Problem to work on:
Your answer should be an exact copy of all the entries, free of pictures.
[[ Working data, beginning ]]
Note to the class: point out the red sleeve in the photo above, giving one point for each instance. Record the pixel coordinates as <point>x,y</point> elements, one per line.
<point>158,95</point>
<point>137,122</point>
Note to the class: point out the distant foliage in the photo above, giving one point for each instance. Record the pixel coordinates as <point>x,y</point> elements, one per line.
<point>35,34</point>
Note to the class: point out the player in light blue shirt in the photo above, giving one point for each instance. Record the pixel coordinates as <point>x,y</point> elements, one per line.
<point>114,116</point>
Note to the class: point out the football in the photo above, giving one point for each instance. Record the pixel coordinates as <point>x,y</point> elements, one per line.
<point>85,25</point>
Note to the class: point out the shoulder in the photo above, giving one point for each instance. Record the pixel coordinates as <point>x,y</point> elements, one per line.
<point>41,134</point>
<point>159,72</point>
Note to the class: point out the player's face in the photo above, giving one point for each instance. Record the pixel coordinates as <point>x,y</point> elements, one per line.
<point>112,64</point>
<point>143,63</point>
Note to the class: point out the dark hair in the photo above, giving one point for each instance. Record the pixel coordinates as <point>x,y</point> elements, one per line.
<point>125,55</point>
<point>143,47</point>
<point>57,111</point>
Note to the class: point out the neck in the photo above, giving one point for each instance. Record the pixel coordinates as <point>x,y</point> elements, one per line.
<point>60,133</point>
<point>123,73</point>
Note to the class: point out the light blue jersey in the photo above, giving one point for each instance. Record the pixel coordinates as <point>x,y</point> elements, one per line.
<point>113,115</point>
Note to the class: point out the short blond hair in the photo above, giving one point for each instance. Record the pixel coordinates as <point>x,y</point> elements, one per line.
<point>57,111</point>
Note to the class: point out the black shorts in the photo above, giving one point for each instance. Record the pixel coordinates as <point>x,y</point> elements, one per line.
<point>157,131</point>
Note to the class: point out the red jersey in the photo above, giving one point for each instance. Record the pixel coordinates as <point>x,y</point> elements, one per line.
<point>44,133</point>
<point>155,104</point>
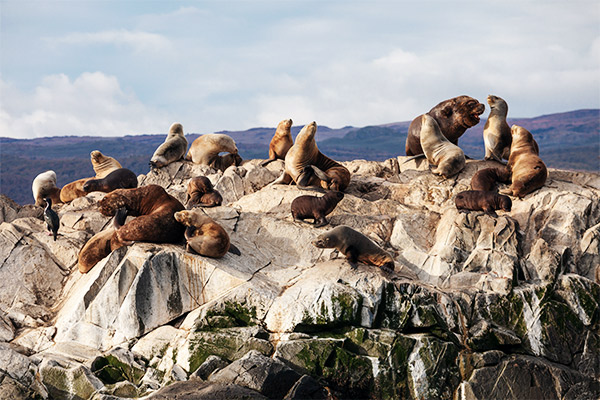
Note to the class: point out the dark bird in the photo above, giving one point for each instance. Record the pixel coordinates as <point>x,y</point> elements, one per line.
<point>51,218</point>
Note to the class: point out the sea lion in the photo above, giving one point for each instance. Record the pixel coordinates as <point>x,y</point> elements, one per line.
<point>487,178</point>
<point>315,207</point>
<point>496,132</point>
<point>121,178</point>
<point>527,170</point>
<point>307,166</point>
<point>281,142</point>
<point>172,149</point>
<point>454,116</point>
<point>448,157</point>
<point>204,236</point>
<point>98,246</point>
<point>356,247</point>
<point>201,193</point>
<point>206,148</point>
<point>103,165</point>
<point>478,200</point>
<point>154,209</point>
<point>44,185</point>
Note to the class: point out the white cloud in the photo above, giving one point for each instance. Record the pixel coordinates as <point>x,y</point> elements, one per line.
<point>92,104</point>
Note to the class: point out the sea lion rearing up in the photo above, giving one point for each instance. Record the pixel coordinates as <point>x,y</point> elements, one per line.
<point>201,193</point>
<point>528,171</point>
<point>173,148</point>
<point>448,157</point>
<point>154,209</point>
<point>355,246</point>
<point>496,132</point>
<point>454,116</point>
<point>478,200</point>
<point>307,166</point>
<point>121,178</point>
<point>204,236</point>
<point>281,142</point>
<point>315,207</point>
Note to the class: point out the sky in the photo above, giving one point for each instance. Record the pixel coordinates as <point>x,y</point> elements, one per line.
<point>115,68</point>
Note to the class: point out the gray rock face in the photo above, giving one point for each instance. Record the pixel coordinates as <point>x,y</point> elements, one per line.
<point>473,302</point>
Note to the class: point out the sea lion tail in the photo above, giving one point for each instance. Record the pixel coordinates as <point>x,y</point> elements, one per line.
<point>233,249</point>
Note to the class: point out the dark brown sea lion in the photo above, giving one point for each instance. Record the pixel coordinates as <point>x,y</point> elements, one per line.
<point>527,170</point>
<point>281,142</point>
<point>315,207</point>
<point>454,116</point>
<point>201,193</point>
<point>486,179</point>
<point>496,132</point>
<point>204,236</point>
<point>121,178</point>
<point>356,247</point>
<point>154,209</point>
<point>477,200</point>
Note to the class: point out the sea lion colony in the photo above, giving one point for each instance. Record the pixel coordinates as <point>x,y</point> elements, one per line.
<point>161,218</point>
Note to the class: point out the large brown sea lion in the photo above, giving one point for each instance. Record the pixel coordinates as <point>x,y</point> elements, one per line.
<point>154,209</point>
<point>44,185</point>
<point>496,132</point>
<point>172,149</point>
<point>355,246</point>
<point>307,166</point>
<point>527,170</point>
<point>454,116</point>
<point>448,157</point>
<point>281,142</point>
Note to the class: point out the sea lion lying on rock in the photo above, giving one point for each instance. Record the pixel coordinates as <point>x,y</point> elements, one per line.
<point>478,200</point>
<point>154,209</point>
<point>204,236</point>
<point>356,247</point>
<point>315,207</point>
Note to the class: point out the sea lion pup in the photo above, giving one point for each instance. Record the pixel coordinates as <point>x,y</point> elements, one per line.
<point>448,157</point>
<point>477,200</point>
<point>201,193</point>
<point>315,207</point>
<point>527,170</point>
<point>121,178</point>
<point>154,209</point>
<point>173,148</point>
<point>356,247</point>
<point>486,179</point>
<point>98,246</point>
<point>204,236</point>
<point>103,165</point>
<point>307,166</point>
<point>281,142</point>
<point>454,116</point>
<point>496,132</point>
<point>44,185</point>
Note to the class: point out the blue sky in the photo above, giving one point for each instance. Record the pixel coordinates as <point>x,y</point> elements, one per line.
<point>113,68</point>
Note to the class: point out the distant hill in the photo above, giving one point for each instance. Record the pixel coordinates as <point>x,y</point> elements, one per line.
<point>568,140</point>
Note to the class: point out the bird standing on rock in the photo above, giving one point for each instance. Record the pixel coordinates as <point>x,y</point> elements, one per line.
<point>51,218</point>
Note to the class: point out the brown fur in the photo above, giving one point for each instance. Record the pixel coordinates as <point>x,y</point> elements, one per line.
<point>486,179</point>
<point>154,209</point>
<point>477,200</point>
<point>355,246</point>
<point>528,171</point>
<point>454,116</point>
<point>315,207</point>
<point>204,236</point>
<point>121,178</point>
<point>282,141</point>
<point>200,192</point>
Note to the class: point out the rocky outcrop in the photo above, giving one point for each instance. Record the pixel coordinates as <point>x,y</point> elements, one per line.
<point>478,307</point>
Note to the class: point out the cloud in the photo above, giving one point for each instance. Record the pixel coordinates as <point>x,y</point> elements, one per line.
<point>92,104</point>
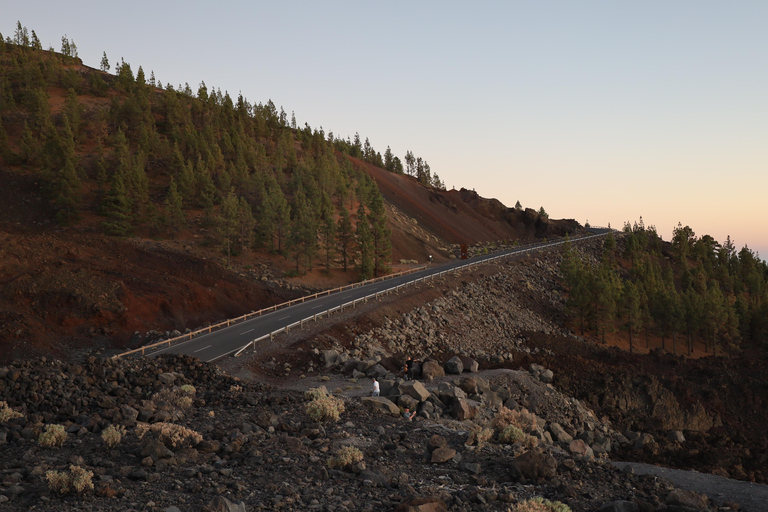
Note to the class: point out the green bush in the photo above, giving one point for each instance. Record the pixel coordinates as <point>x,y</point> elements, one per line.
[[ Working data, end ]]
Solution:
Note to the class: point out the red sleeve in the photo above, giving one point for each instance. Record the pixel coordinates as <point>x,y</point> elements, one per line.
<point>158,95</point>
<point>137,122</point>
Note to the class: point out the distant foliage in the photo above, giving one point for each instance. Record the pixel coordinates as <point>x,y</point> elements, one per line.
<point>35,34</point>
Note to the class: point out the player in light blue shirt in the photo above, giving one point for each instance. Record the pixel coordinates as <point>x,y</point> elements, one per line.
<point>114,116</point>
Note to the class: point out the football in the photo above, giving one point for each instance. Record the pixel coordinates as <point>x,y</point> elements, one per line.
<point>85,25</point>
Note to the class: point out the shoulder in the photo above, giving one point for each instance. Record the pixel coordinates as <point>x,y</point> elements, one per line.
<point>41,134</point>
<point>159,72</point>
Note to the class: point out the player's face in the photo above, giving one point for each instance. Record the pixel coordinates as <point>x,y</point> elements, one per line.
<point>112,64</point>
<point>143,63</point>
Note to the class: point out the dark hair in the photo above, giving one point for each instance. Record the pixel coordinates as <point>x,y</point> elements, one per line.
<point>125,55</point>
<point>143,47</point>
<point>57,111</point>
Note to the class: point out the neck in the photo above, giving one point for each instance. Record the pixel coordinates as <point>x,y</point> elements, one per line.
<point>60,133</point>
<point>123,73</point>
Note to the class: point out the light blue jersey in the photo above, giving one point for each instance. Record the pixel coordinates as <point>x,y</point> elements, one per line.
<point>113,115</point>
Note to the class: point out the short blond hair in the photo above, giving one point for each instance. Record the pixel coordinates as <point>x,y</point> elements, one per line.
<point>57,111</point>
Note to the class: point out the black shorts in the photo above, giving one point for each instance. Record the pixel coordinates as <point>x,y</point> elements, one per line.
<point>157,131</point>
Note to the class: point out the red jersey in the photo above, giving one point for each instance. Record the pixel coordinates as <point>x,y</point> elements, one per line.
<point>44,133</point>
<point>155,104</point>
Note to the class: point out the dark bird in the photo above, giving one point for each instance. Record the pixel coordinates as <point>x,y</point> elements, one per line.
<point>51,218</point>
Note to the class: point out the sea lion in the photo above, giving one point for each instance. Record the pixel coordinates as <point>x,y</point> elements, one per line.
<point>487,178</point>
<point>315,207</point>
<point>496,132</point>
<point>121,178</point>
<point>527,170</point>
<point>307,166</point>
<point>281,142</point>
<point>172,149</point>
<point>454,116</point>
<point>448,157</point>
<point>204,236</point>
<point>98,246</point>
<point>356,247</point>
<point>201,193</point>
<point>206,148</point>
<point>103,165</point>
<point>478,200</point>
<point>154,209</point>
<point>44,185</point>
Note to the class: point out the white cloud in the photo above, giving one point for each instance. Record the pixel coordinates as <point>x,y</point> elements, one per line.
<point>92,104</point>
Note to the class: point out the sea lion rearing up in the photo above, giving one point for each instance. Record the pixel coordinates as <point>x,y</point> elements, one per line.
<point>201,193</point>
<point>528,171</point>
<point>173,148</point>
<point>448,157</point>
<point>154,209</point>
<point>355,246</point>
<point>496,132</point>
<point>454,116</point>
<point>478,200</point>
<point>307,166</point>
<point>121,178</point>
<point>204,236</point>
<point>281,142</point>
<point>315,207</point>
Note to the class: point out the sky in the photo above, giving one point for each instance. Record the pixel coordinates as <point>x,y</point> elements, one per line.
<point>115,68</point>
Note to the class: point out the gray rock face in the photo above, giving one point for each instance. Record the pixel coordinates as <point>x,y</point> elements, one per line.
<point>473,302</point>
Note to the class: point out the sea lion tail in the photo above, giving one point for each instance. Record the pixel coordinates as <point>x,y</point> elements, one per line.
<point>233,249</point>
Note to the class: point out the dark brown sea lion in the photo above, giving one point for each instance. Record the pixel coordinates as <point>x,y</point> elements, one per line.
<point>527,170</point>
<point>281,142</point>
<point>315,207</point>
<point>454,116</point>
<point>201,193</point>
<point>486,179</point>
<point>496,132</point>
<point>204,236</point>
<point>121,178</point>
<point>356,247</point>
<point>154,209</point>
<point>477,200</point>
Note to the class: point out the sea lion colony in the photo above, giving one point for each instance. Record the pixel coordinates as <point>x,y</point> elements, one per line.
<point>161,218</point>
Note to the class: point out the large brown sea lion in the photo above, giving one point for each instance. Record the pixel coordinates as <point>x,y</point> elements, one per line.
<point>154,209</point>
<point>44,185</point>
<point>496,132</point>
<point>172,149</point>
<point>355,246</point>
<point>307,166</point>
<point>527,170</point>
<point>454,116</point>
<point>448,157</point>
<point>281,142</point>
Note to the class: point out the sea lion lying on rock in the photo above, giving one point for each instance. Record the pixel coordinates as <point>x,y</point> elements, one per line.
<point>478,200</point>
<point>154,209</point>
<point>204,236</point>
<point>356,247</point>
<point>315,207</point>
Note to the class: point out the sea lion pup in the photo above, giving one point for each instance. Record the pixel coordinates as <point>x,y</point> elements, one per line.
<point>448,157</point>
<point>477,200</point>
<point>201,193</point>
<point>315,207</point>
<point>527,170</point>
<point>121,178</point>
<point>154,209</point>
<point>173,148</point>
<point>356,247</point>
<point>486,179</point>
<point>98,246</point>
<point>204,236</point>
<point>103,165</point>
<point>307,166</point>
<point>281,142</point>
<point>454,116</point>
<point>496,132</point>
<point>44,185</point>
Note to the class: point out the blue sky in the photo above, giving one point for each instance. Record the pixel coordinates as <point>x,y</point> elements, one per line.
<point>113,68</point>
Note to the class: point out the distant hill in the photo above, giving one point for each instance. Record the pixel coordinates as <point>x,y</point> elements, one per line.
<point>568,140</point>
Note to the class: point out the bird standing on rock in the photo above, giving one point for each instance. Record the pixel coordinates as <point>x,y</point> elements, one per line.
<point>51,218</point>
Note to the class: point out the brown fur in the photo above, giving one point for each instance. Record the pixel coordinates as <point>x,y</point> elements, one per line.
<point>486,179</point>
<point>154,209</point>
<point>477,200</point>
<point>355,246</point>
<point>528,171</point>
<point>454,116</point>
<point>315,207</point>
<point>204,236</point>
<point>121,178</point>
<point>282,141</point>
<point>200,192</point>
Note to the class: point out the rocky outcrop in the photo above, giving one point for each instance. Record the pixel coordinates as <point>x,y</point> elements, one per line.
<point>478,307</point>
Note to the class: point out the cloud in the photo above, giving one point for each instance. Record the pixel coordinates as <point>x,y</point> elements, one per line.
<point>92,104</point>
Note to the class: point out the green bush in the photo above, giving one point for each instance. Record the pixel coordinates as <point>x,y</point> elements, one per line.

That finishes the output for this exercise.